### [REQUIRED WORK]
Name every person mentioned in the article on the Apple Watch chemotherapy app, along with the role it gives each one.

### [EXCERPTED TEXT]
--------------------------------------------------

King’s College Hospital NHS Foundation Trust has become one of the first trusts in the UK to use the newly launched Apple Watch as part of patient care.
A limited number of cancer patients at the London trust will have access to an Apple Watch app developed by tech company Medopad to support their chemotherapy.
The company, which will also provide the watches, said the oncology app was developed with input from doctors at King’s College Hospital and features several capabilities mainly focused on improving patient adherence to medicines.
Patients using the app will receive reminders to take their medication and a tap alert for personalised drug regimens.
The app also allows patients to record their temperature and any symptoms if they have a negative experience with a medicine. This data is sent instantly to a doctor’s Medopad platform on their iPad.
The aim is to allow doctors to adjust drug regimens when they are required, helping to personalise chemotherapy care and reduce side effects.
Siamak Arami, a consultant haematologist at King’s College Hospital, described the app as “an exciting new development in medical technology”.
“This can eventually reduce the cost and improve the outcome of treatment for cancer patients,” he said.
Medopad co-founder Dan Vahdat told EHI News that a “very limited number of patients” will take part in the chemotherapy app pilot in its initial stages. The company needs feedback on how it works in a real clinical setting to learn what to optimise before a bigger roll-out.
Fellow co-founder Rich Khatib added that one of the biggest barriers was the availability of the Apple Watch, which is still absent from Apple stores.
Khatib went on the say that the company has plans beyond King’s College Hospital and this was the, “first solution of many to follow based on the Apple Watch platform”, suggesting a tool to monitor vital signs is in development.
“This is the first step to a new era in medicine,” he said.
Khatib explained that the company wanted to work in cancer care as current treatment is “very expensive and complicated” and there is an opportunity to improve efficiency.
King’s College Hospital, which ranks joint top of EHI Intelligence’s Clinical Digital Maturity Index of NHS trusts, has previous experience using apps to improve a patient’s experience of care.
Last month the trust announced it had adopted a smartphone app to support outpatients living with chronic arthritis by providing them with the ability to track hospital appointments and to access education resources and information about the hospital.

--------------------------------------------------

[Stored data entries]
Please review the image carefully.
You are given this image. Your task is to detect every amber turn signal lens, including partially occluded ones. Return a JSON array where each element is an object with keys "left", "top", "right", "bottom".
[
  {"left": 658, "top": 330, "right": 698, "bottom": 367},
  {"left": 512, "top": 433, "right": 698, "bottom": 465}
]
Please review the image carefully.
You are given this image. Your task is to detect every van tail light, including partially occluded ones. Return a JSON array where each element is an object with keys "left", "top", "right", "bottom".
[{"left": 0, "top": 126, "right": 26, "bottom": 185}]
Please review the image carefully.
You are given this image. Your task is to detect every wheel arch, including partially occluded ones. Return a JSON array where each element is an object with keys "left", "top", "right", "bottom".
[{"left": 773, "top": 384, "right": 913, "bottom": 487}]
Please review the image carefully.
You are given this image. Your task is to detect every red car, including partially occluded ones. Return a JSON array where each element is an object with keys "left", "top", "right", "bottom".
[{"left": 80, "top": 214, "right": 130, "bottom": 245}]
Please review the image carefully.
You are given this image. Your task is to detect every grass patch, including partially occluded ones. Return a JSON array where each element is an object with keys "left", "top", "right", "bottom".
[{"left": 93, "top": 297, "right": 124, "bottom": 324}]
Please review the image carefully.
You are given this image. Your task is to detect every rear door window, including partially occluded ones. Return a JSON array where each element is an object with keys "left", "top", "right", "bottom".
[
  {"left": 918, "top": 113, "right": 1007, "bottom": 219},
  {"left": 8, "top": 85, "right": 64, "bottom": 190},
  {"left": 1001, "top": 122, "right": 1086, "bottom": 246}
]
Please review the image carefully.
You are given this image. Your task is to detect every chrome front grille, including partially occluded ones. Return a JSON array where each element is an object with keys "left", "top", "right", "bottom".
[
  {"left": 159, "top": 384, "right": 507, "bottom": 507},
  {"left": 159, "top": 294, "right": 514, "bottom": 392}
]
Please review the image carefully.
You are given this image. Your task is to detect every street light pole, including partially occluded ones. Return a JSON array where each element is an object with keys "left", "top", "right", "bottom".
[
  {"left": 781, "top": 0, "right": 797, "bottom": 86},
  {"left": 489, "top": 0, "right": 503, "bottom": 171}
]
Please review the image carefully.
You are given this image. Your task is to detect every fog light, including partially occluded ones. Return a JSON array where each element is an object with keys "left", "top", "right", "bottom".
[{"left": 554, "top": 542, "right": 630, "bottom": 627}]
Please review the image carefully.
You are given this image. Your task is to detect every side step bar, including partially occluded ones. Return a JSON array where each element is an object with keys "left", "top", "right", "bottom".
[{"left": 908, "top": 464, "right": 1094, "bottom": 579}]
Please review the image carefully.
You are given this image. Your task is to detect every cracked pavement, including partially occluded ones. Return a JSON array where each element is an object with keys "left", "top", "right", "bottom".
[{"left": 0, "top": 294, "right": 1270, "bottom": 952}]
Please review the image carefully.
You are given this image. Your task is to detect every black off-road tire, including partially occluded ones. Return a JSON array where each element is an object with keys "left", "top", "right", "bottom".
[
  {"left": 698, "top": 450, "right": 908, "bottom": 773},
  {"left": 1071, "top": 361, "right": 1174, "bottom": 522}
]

--------------------------------------------------

### [RESPONSE AREA]
- Siamak Arami: consultant haematologist at King's College Hospital
- Dan Vahdat: Medopad co-founder
- Rich Khatib: Medopad co-founder